Given instruction → Copy out the listing word for word, beginning at its first line and stopping after the line that contains "[[[159,287],[120,232],[98,124],[163,0],[0,0],[0,287]]]".

Available records →

──────────────────────────────

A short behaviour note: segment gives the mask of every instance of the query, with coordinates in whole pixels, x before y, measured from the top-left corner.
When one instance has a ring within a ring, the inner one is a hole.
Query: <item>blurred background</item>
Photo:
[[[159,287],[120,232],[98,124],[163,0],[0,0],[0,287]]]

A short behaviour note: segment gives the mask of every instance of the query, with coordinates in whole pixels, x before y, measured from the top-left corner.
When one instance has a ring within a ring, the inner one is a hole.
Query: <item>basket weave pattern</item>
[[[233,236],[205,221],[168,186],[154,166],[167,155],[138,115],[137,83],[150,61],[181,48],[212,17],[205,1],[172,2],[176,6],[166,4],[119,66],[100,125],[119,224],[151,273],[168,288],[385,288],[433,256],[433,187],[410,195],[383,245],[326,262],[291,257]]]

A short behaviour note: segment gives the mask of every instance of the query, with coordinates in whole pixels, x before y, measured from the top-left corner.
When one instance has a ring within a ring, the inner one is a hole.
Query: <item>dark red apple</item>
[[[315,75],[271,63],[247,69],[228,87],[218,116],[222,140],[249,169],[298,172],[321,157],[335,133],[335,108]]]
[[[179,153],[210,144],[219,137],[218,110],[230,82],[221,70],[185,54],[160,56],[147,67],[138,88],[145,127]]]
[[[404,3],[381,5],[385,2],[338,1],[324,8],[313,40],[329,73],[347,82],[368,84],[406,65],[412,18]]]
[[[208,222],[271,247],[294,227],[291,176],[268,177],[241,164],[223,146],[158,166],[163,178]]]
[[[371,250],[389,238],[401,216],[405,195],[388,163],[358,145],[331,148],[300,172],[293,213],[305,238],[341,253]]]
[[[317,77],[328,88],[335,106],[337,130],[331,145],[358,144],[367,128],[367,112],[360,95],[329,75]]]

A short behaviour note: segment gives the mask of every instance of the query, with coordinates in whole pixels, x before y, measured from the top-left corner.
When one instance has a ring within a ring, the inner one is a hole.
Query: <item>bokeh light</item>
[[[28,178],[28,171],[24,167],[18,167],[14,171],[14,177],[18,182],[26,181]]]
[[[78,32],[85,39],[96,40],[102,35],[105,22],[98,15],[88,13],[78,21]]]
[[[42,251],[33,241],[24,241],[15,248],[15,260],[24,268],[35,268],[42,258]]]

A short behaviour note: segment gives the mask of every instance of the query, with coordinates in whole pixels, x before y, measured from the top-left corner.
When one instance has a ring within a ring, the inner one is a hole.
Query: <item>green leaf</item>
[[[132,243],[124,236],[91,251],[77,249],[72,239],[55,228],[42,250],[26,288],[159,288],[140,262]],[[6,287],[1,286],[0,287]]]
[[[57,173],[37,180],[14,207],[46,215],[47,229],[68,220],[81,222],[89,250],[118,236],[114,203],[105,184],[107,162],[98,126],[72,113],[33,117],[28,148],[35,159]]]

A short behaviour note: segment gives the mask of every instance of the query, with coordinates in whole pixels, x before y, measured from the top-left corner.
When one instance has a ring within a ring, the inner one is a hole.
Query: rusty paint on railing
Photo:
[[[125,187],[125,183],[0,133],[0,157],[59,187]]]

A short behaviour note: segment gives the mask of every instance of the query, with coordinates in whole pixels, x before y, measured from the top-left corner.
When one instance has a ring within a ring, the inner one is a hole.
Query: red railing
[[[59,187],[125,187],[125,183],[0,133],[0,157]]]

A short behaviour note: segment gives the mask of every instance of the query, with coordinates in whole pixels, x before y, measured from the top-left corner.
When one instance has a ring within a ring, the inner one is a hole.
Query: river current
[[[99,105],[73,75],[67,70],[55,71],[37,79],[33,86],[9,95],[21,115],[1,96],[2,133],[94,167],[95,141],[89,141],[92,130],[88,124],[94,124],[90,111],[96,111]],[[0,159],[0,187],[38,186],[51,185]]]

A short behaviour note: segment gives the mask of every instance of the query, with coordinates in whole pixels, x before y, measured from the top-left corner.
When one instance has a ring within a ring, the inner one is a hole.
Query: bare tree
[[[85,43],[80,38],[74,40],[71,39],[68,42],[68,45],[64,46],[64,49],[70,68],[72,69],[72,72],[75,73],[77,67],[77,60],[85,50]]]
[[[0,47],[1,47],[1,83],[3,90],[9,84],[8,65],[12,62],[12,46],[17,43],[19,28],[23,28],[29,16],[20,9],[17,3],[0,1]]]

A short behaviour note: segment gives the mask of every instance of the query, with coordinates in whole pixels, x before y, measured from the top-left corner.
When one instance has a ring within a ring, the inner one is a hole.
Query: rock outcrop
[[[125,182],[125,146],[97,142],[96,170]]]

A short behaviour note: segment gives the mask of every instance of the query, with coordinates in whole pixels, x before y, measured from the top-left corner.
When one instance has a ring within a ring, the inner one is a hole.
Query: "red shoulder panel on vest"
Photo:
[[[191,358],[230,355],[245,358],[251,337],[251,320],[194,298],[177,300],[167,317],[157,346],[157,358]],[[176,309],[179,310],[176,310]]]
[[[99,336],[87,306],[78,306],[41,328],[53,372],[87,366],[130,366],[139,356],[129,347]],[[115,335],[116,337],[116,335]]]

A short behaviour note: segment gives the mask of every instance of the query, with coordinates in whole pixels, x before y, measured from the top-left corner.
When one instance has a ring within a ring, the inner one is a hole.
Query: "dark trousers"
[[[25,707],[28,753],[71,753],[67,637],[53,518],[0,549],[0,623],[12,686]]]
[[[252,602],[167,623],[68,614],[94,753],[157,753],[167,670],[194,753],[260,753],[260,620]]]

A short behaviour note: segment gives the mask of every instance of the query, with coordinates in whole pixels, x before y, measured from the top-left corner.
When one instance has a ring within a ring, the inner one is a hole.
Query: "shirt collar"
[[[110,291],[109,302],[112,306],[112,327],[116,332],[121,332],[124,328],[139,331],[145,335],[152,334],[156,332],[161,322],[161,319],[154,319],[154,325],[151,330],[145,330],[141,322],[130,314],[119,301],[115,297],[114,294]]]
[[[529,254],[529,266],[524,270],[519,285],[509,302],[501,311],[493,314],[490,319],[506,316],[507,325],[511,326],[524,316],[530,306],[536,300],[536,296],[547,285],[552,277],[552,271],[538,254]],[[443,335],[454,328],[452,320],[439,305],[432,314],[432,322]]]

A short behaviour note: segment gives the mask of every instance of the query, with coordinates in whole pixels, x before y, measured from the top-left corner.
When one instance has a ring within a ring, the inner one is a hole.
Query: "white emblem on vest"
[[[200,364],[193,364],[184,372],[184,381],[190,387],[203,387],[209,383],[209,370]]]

──────────────────────────────

Finished task →
A short behaviour note: segment gives the mask of every instance of the query, with coordinates in whole pixels, x before y, measured from the top-left corner.
When one instance has a ring within a ring, the inner one is a hole.
Query: <item>blurred background</item>
Photo:
[[[159,287],[120,232],[98,124],[163,0],[0,0],[0,287]]]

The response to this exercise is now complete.